--- Provided data ---
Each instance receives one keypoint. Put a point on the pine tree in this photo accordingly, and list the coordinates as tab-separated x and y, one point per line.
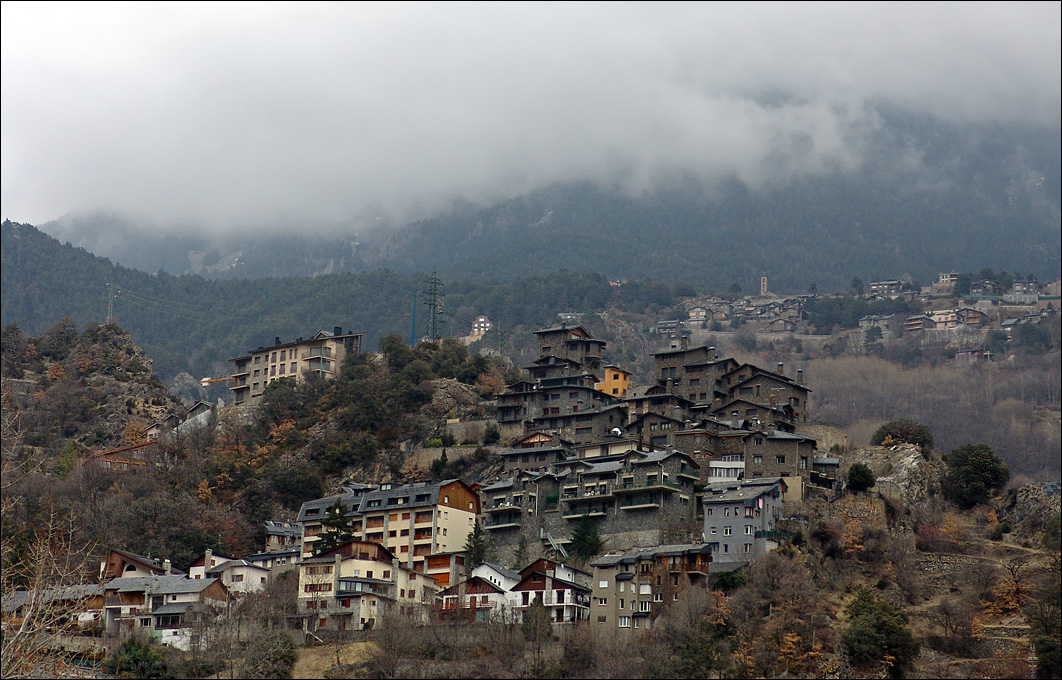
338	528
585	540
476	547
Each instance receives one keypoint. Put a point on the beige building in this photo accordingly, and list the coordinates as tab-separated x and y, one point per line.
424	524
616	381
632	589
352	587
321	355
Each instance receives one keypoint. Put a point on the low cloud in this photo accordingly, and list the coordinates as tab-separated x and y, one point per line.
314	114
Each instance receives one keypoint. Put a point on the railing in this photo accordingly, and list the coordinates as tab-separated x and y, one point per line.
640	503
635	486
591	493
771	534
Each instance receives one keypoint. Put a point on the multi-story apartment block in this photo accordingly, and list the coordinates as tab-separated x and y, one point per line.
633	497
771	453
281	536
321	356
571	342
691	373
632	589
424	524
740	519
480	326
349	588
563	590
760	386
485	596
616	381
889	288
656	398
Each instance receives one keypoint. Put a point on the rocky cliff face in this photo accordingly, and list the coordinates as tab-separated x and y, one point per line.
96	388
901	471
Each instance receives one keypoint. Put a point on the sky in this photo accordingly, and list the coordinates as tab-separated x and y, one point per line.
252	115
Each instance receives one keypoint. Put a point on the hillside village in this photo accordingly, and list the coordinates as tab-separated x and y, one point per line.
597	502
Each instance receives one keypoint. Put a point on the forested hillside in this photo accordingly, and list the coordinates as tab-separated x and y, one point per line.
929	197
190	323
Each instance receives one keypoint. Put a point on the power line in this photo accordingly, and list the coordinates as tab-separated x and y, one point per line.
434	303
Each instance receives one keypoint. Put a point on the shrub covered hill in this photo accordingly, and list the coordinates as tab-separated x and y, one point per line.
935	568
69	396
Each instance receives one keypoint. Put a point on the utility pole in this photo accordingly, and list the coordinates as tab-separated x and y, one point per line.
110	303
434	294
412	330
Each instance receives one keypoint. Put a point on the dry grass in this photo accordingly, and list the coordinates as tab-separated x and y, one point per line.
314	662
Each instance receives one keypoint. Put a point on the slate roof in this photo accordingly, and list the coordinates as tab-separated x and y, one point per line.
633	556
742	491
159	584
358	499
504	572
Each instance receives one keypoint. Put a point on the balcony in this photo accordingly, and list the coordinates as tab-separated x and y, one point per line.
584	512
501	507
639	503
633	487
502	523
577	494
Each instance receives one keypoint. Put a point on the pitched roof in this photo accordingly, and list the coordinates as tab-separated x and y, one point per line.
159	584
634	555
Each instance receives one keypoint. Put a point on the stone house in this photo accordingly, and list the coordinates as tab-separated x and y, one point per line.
---
(Your assignment) Restate the entries word for word, though any image they contain should not appear.

(Response area)
Each instance receives one keypoint. Put a point on the pine tree in this photo accordingly, and list the coordinates as tab-separated x and y, one point per line.
338	528
585	540
476	547
Each instance receives one keypoint. Put a point on the beige building in this photo accordingly, and list the coordinates as tab-separated x and y, one point per line.
424	524
616	381
632	589
352	587
321	355
Each instance receives one keypoint. Put a point on the low cloud in this photo accordingly, and list the coordinates as tab-separated x and y, one point per line.
314	114
Each instance receives one keypoint. Put a point on the railing in this photo accordingly, and list the coordinates as tab-separated x and y, one point per line.
640	503
635	486
591	493
771	534
Each instance receives one keypoint. Put a point on the multi-story apartment block in this photo accordingly, and list the coordinates as tab-separated x and y, one point per line.
633	497
771	453
281	536
321	356
571	342
691	373
632	589
424	524
740	519
480	326
349	588
563	590
760	386
485	596
616	381
889	288
656	398
Each instance receives one keypoint. Put a point on the rocky cliff face in this photo accordingly, and list the coordinates as tab-separated x and y, one point per line.
96	388
901	471
Each instance receives one keypoint. Put a point on the sky in this photo accordingly, and list the coordinates as tab-separated x and y, one point per line.
252	115
Each instance receives one keypoint. Put a point on the hillside village in this photo accordingly, and list the coordinates as tab-separated x and y, one point per line.
597	502
Each instance receives one keypoint. Put a point on the forested hillside in this photo accordingly, and list the coordinates as tab-separated x and y, one point per line.
929	197
190	323
Each instance receives one keypoint. Put a point on the power line in this photo accordingly, and list the coordinates as tab-separated x and y, one point per line.
434	303
Each instance receives one keypoint. Put a point on the shrub covered hill in this photo accordingly, and list the coordinates as tab-separated x and y, one point per line.
935	568
69	396
Each instance receives one keypoint. Put a point on the utility pole in this photo accordingly, and list the coordinates as tab-separated x and y, one point per line.
110	303
434	294
412	330
Each instance receives one keypoint. Put a point on the dry grass in this photo accordingly, and list the coordinates as tab-separated x and y, one point per line.
314	662
Each instance receives one keypoint. Put a point on the slate roof in this photo accordingly, and list the coordinates as tab-separated x and y, one point per line.
633	556
742	491
159	584
358	499
504	572
Each instance receives one keypoint. Put a point on the balcony in this photo accordingly, and list the coordinates as tab-separated x and y, one point per line.
584	512
501	507
639	503
633	487
502	523
577	494
Each instance receives one keypoint. Put a point on the pitched roof in this photo accordingly, and list the coordinates as tab-separated x and y, one point per line.
159	584
634	555
Each instance receives one keypoint. Put a point on the stone house in this photo accordingly, and list the coordinates as tab-separated x and y, one point per line.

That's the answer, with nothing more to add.